## ABOUT THIS EXERCISE
Write all of the entries out again exactly, but not the images.

==== SOURCE MATERIAL ====

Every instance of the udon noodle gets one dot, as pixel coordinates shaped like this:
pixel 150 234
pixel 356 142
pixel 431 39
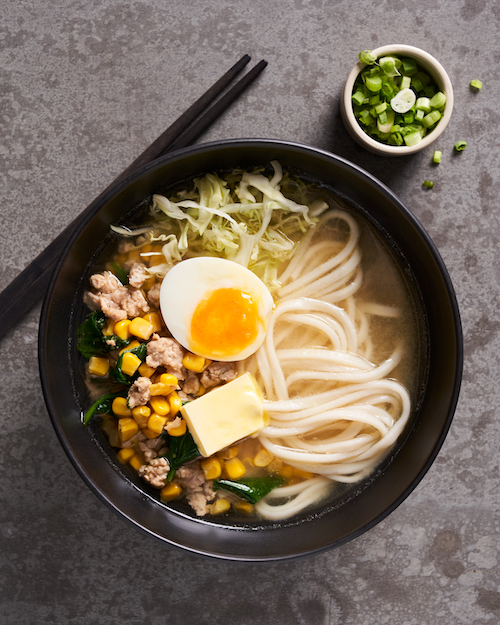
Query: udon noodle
pixel 332 411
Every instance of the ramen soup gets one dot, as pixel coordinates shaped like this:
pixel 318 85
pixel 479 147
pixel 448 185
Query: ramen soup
pixel 252 347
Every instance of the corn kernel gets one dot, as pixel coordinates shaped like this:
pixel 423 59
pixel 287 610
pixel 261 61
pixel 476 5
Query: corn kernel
pixel 156 423
pixel 155 320
pixel 193 362
pixel 125 454
pixel 149 433
pixel 178 430
pixel 234 468
pixel 243 507
pixel 220 506
pixel 109 328
pixel 262 458
pixel 128 347
pixel 170 491
pixel 160 405
pixel 130 363
pixel 136 462
pixel 121 329
pixel 148 283
pixel 120 408
pixel 175 403
pixel 141 328
pixel 146 371
pixel 212 468
pixel 158 388
pixel 98 366
pixel 169 380
pixel 141 414
pixel 127 428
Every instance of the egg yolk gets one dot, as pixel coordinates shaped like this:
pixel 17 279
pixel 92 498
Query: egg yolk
pixel 224 324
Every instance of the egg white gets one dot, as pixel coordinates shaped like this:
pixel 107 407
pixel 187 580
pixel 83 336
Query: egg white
pixel 193 280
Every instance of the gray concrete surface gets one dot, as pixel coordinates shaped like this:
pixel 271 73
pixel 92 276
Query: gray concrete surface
pixel 85 86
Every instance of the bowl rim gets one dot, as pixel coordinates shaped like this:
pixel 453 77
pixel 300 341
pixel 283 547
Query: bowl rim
pixel 50 304
pixel 431 64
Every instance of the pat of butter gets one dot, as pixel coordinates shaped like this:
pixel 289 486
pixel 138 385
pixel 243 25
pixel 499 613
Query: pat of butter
pixel 225 415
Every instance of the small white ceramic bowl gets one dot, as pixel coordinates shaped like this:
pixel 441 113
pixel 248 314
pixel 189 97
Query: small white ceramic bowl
pixel 428 64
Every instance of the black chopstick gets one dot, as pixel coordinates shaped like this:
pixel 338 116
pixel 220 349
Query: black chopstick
pixel 31 284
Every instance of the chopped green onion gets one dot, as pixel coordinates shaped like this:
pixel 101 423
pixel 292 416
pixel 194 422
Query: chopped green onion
pixel 403 100
pixel 436 158
pixel 413 138
pixel 431 118
pixel 395 106
pixel 405 82
pixel 374 83
pixel 438 100
pixel 358 98
pixel 385 125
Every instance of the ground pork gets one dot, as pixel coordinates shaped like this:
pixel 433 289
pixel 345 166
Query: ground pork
pixel 154 294
pixel 137 275
pixel 105 282
pixel 166 352
pixel 115 300
pixel 139 393
pixel 198 491
pixel 218 373
pixel 191 384
pixel 155 472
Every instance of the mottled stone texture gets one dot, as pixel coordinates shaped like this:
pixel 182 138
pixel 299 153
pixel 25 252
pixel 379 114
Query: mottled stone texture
pixel 85 86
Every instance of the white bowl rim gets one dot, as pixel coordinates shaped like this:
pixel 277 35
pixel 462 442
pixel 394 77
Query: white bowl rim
pixel 376 146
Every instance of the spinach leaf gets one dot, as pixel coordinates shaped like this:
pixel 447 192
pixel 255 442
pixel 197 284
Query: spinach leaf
pixel 181 449
pixel 102 405
pixel 251 489
pixel 90 339
pixel 122 378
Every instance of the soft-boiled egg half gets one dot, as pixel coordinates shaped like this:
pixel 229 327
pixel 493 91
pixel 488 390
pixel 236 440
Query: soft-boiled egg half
pixel 216 308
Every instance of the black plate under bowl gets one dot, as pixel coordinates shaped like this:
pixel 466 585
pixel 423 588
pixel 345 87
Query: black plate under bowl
pixel 334 525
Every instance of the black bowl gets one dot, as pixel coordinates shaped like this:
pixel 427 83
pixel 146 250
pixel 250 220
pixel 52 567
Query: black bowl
pixel 332 526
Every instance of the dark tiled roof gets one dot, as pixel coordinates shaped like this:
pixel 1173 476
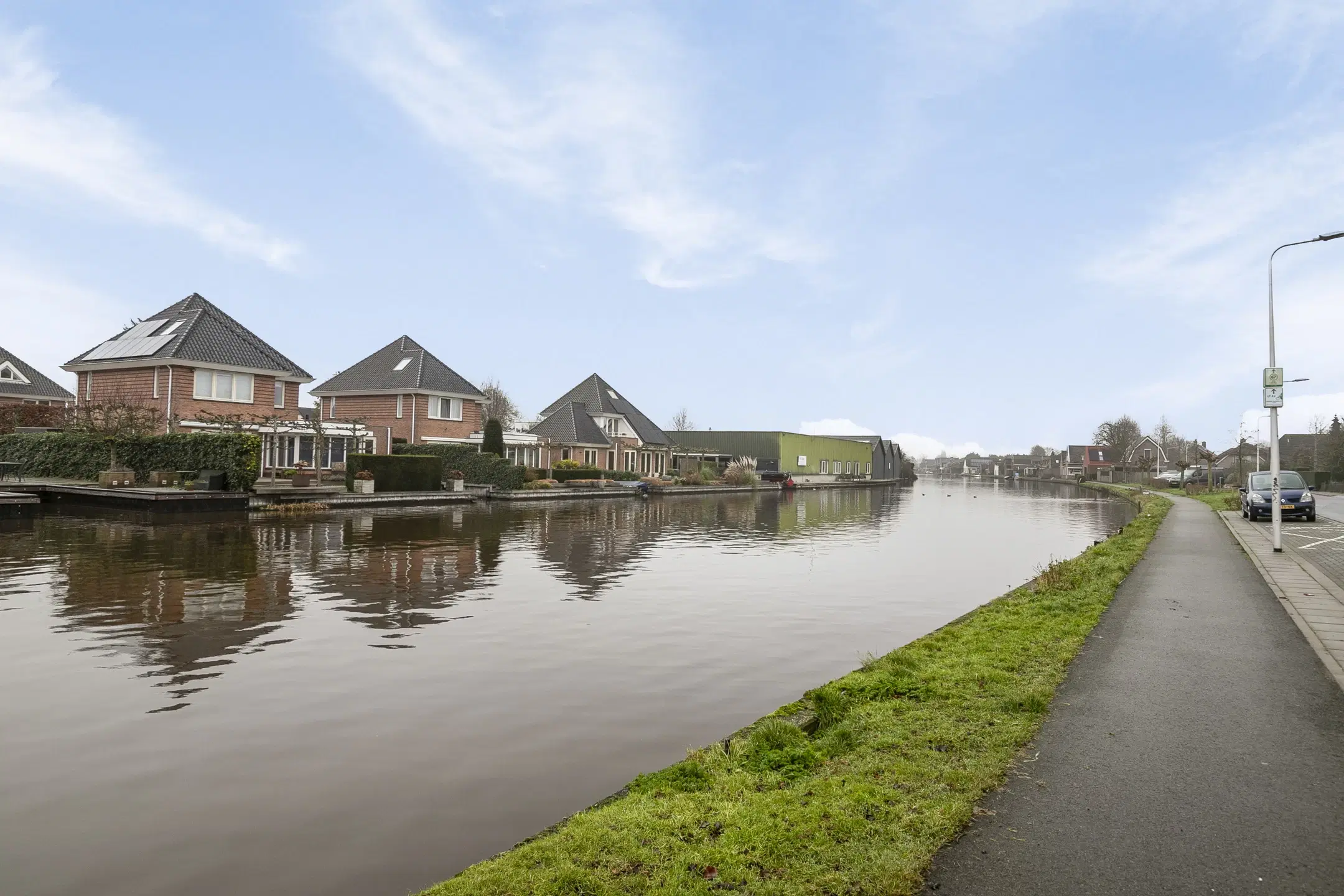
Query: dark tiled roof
pixel 208 336
pixel 570 424
pixel 37 387
pixel 600 398
pixel 378 374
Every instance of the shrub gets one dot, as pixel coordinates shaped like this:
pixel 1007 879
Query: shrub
pixel 76 455
pixel 492 441
pixel 397 472
pixel 476 468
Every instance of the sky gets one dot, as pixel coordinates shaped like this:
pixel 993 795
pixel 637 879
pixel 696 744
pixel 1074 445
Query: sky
pixel 969 225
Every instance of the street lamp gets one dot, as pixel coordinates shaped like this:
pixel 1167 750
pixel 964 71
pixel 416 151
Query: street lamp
pixel 1277 511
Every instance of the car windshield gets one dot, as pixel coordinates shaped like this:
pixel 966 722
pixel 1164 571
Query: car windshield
pixel 1287 480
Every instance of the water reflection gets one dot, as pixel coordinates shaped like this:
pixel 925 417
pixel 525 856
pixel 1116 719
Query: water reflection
pixel 559 650
pixel 186 597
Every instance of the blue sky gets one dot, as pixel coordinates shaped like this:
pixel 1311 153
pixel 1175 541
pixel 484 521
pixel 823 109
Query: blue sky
pixel 959 223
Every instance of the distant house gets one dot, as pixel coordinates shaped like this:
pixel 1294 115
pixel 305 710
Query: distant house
pixel 594 425
pixel 1086 460
pixel 199 367
pixel 404 393
pixel 187 360
pixel 23 385
pixel 1147 454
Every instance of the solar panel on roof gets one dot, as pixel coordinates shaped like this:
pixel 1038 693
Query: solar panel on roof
pixel 129 347
pixel 143 328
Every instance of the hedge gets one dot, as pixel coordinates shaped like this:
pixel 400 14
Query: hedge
pixel 480 469
pixel 593 474
pixel 397 472
pixel 76 455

====

## REPLY
Every instance of the udon noodle gets one dot, as pixel coordinates shaped like this:
pixel 150 234
pixel 356 142
pixel 431 39
Query: udon noodle
pixel 332 411
Every instance of the ramen soup gets one dot, as pixel coordinates shaped like this:
pixel 318 85
pixel 479 147
pixel 448 185
Query: ramen soup
pixel 252 347
Every instance of the corn kernel gets one dot, as pixel coordinates shaped like this:
pixel 423 59
pixel 287 610
pixel 261 61
pixel 476 5
Query: corn kernel
pixel 156 423
pixel 155 320
pixel 193 362
pixel 125 454
pixel 149 433
pixel 178 430
pixel 234 468
pixel 243 507
pixel 220 506
pixel 109 328
pixel 262 458
pixel 128 347
pixel 170 491
pixel 160 405
pixel 130 363
pixel 136 462
pixel 121 329
pixel 148 283
pixel 120 408
pixel 175 403
pixel 141 328
pixel 146 371
pixel 212 468
pixel 158 388
pixel 98 366
pixel 169 380
pixel 141 414
pixel 127 428
Every instance of the egg yolk gets one dot, as pixel coordinates shaped like this:
pixel 17 279
pixel 92 498
Query: egg yolk
pixel 224 324
Every instance of the egg white gets one dot, as pixel coordinates shaped like this:
pixel 107 407
pixel 187 580
pixel 83 336
Query: egg white
pixel 193 280
Every instance of the gray concrete surface gets one dot, as pixel coordinates shaped like this:
pixel 271 73
pixel 92 276
Query: gray concrete surface
pixel 85 86
Every instance of the bowl rim gets one dot, as pixel coordinates shaped like this:
pixel 453 77
pixel 300 341
pixel 283 547
Query: bowl rim
pixel 50 304
pixel 431 64
Every instance of the pat of butter gets one dot, as pixel coordinates shaped like this:
pixel 289 486
pixel 138 385
pixel 243 25
pixel 499 613
Query: pat of butter
pixel 225 415
Every instance of the small white ceramic bowl gets one dot, as pixel coordinates shaped like this:
pixel 441 113
pixel 248 314
pixel 189 97
Query: small white ceramic bowl
pixel 428 64
Every instance of the black chopstick gets one dot, as pixel coordinates shaped like this:
pixel 338 116
pixel 220 349
Query: black chopstick
pixel 31 284
Every instance of the chopped green onion gets one dot, as pixel coordinates shaped like this:
pixel 101 423
pixel 292 416
pixel 194 422
Query: chopped green onion
pixel 403 100
pixel 436 158
pixel 413 138
pixel 431 118
pixel 395 106
pixel 405 82
pixel 374 83
pixel 438 100
pixel 358 98
pixel 385 125
Every instance of the ground pork gets one dot, as pixel coordinates shaped like this:
pixel 433 289
pixel 345 166
Query: ground pork
pixel 154 294
pixel 137 275
pixel 105 282
pixel 166 352
pixel 115 300
pixel 139 393
pixel 198 491
pixel 218 373
pixel 191 384
pixel 155 472
Every instance of the mottled stone texture gets one dot, as pixel coordinates shaped like this:
pixel 182 138
pixel 299 153
pixel 25 252
pixel 379 114
Query: mottled stone texture
pixel 85 86
Every instance of the white bowl rim gets one dot, as pixel coordinates shaped like this:
pixel 277 35
pixel 462 442
pixel 394 77
Query: white bowl rim
pixel 376 146
Every instance of the spinach leaf gets one dot, as pixel coordinates shaped like this:
pixel 447 192
pixel 255 442
pixel 197 284
Query: spinach leaf
pixel 181 449
pixel 102 405
pixel 251 489
pixel 90 339
pixel 122 378
Every instance of the soft-boiled egg half gets one dot, as pixel coordinates shaped like this:
pixel 229 327
pixel 493 91
pixel 488 390
pixel 236 440
Query: soft-boiled egg half
pixel 216 308
Every instance of the black plate under bowl gets one dot, as pixel coordinates shaped like this:
pixel 466 585
pixel 423 588
pixel 345 87
Query: black plate under bowl
pixel 334 525
Every instance of the black bowl gets one dot, as pixel coordinates shaped like this:
pixel 427 83
pixel 146 250
pixel 250 220
pixel 52 567
Query: black bowl
pixel 332 526
Every instance of the dark tiled roof gets one dot, as pixel coordinates shaped like this:
pixel 1173 476
Query: dark tiled roof
pixel 208 336
pixel 570 424
pixel 37 387
pixel 600 398
pixel 378 374
Every instance of the shrub gets one dot, as pixel coordinates shaped like this:
pixel 1007 879
Query: shrub
pixel 76 455
pixel 492 441
pixel 397 472
pixel 476 468
Every instance of the sky gets one dot, as pixel coordinates shaped like this:
pixel 993 795
pixel 637 879
pixel 696 744
pixel 1074 445
Query: sky
pixel 969 225
Every instance of the street lamp gets one dot, as pixel coordinates shaped like this:
pixel 1167 750
pixel 964 71
pixel 416 151
Query: street lamp
pixel 1277 511
Every instance of the car windshield gets one dot, as pixel coordinates shaped like this:
pixel 966 722
pixel 1164 571
Query: car windshield
pixel 1287 480
Every instance of the water reflection gets one dot, as pixel coordinates shaped like this:
pixel 925 417
pixel 525 856
pixel 1116 719
Query: water reflection
pixel 559 650
pixel 186 597
Every instance of the blue sky gets one dot, as pixel coordinates shaped like this:
pixel 1311 153
pixel 1175 541
pixel 484 521
pixel 823 109
Query: blue sky
pixel 959 223
Every instance of the distant house gets one dot, as pixel coordinates shaped like this:
pixel 1294 115
pixel 305 710
Query: distant house
pixel 594 425
pixel 1086 460
pixel 199 367
pixel 404 393
pixel 187 360
pixel 23 385
pixel 1147 454
Every instance of the solar panel on roof gets one dot, as pixel coordinates shaped like this:
pixel 1038 693
Query: solar panel on roof
pixel 129 347
pixel 143 328
Every instance of the hedge gets one dot, as pixel coordinates shaped like this:
pixel 400 14
Query: hedge
pixel 480 469
pixel 593 474
pixel 397 472
pixel 76 455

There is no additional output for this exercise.